## Dataset records
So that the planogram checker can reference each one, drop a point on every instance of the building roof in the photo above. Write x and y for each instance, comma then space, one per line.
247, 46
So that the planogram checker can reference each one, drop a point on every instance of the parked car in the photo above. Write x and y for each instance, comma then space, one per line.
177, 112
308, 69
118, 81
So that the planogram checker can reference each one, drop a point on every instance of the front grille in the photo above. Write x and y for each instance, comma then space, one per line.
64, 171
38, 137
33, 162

## Stated task
Reproduce verbatim the lines running from the one containing "of the front" through the end of the items, inclusive.

## Answer to the exercise
So that the planogram checker can reference each one, drop a point on every instance of the front grille in the photo above. Write x and y for each instance, comma then space, one per line.
64, 171
38, 137
33, 162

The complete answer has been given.